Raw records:
---*---
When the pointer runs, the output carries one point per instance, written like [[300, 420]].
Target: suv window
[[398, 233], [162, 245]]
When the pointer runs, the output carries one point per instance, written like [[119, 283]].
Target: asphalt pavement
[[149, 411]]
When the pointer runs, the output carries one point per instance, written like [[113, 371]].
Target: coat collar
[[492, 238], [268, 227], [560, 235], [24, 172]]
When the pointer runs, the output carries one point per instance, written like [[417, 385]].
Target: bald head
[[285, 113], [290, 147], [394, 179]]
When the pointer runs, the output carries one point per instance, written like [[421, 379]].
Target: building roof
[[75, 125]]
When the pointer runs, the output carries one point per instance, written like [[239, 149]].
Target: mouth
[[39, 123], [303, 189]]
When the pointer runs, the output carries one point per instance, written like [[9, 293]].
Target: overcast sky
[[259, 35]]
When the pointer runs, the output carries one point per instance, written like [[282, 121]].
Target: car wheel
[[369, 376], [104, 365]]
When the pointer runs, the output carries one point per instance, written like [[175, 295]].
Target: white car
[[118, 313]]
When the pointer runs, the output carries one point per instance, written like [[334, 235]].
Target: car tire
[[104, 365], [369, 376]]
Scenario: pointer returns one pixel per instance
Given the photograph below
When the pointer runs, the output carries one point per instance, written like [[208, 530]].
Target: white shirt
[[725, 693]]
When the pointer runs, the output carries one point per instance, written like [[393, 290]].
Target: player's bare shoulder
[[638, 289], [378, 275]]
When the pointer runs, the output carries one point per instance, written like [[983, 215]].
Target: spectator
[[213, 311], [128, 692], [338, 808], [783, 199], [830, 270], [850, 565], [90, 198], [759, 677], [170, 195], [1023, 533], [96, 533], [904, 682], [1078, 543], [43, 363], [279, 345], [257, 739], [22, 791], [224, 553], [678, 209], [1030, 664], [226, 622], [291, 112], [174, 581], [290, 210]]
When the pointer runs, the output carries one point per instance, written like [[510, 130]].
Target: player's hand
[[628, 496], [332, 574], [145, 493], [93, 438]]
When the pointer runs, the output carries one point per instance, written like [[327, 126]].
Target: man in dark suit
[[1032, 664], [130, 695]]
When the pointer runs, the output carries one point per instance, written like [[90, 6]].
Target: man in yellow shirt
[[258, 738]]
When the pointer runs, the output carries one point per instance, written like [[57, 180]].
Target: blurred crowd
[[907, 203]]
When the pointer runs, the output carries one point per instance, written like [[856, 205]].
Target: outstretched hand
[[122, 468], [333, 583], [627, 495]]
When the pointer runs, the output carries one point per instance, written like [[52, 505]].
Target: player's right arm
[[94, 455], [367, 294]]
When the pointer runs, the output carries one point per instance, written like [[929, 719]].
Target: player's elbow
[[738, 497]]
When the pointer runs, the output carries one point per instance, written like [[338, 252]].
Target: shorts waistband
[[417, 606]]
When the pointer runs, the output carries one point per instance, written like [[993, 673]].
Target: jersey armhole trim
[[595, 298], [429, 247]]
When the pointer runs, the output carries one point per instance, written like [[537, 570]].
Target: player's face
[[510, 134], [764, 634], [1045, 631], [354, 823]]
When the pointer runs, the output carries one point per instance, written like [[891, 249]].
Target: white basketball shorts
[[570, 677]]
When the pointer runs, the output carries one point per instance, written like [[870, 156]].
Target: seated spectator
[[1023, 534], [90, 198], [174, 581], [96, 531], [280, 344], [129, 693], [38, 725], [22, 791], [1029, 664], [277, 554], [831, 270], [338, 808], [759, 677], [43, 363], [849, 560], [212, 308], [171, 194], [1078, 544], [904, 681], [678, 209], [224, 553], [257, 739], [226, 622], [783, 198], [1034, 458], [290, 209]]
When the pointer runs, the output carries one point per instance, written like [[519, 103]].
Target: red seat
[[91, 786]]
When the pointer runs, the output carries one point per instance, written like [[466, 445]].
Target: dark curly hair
---*---
Task prompt: Copy verbatim the lines of the records above, starting at the line containing "like [[537, 570]]." and ending at the line containing "[[570, 677]]".

Solved problem:
When the pointer runs, the output carries one point per instance, written like [[537, 570]].
Target: player's face
[[510, 134], [764, 634], [1045, 631], [354, 823]]
When the pointer runs, the output carries one point per instance, written like [[891, 249]].
Target: white basketball shorts
[[570, 677]]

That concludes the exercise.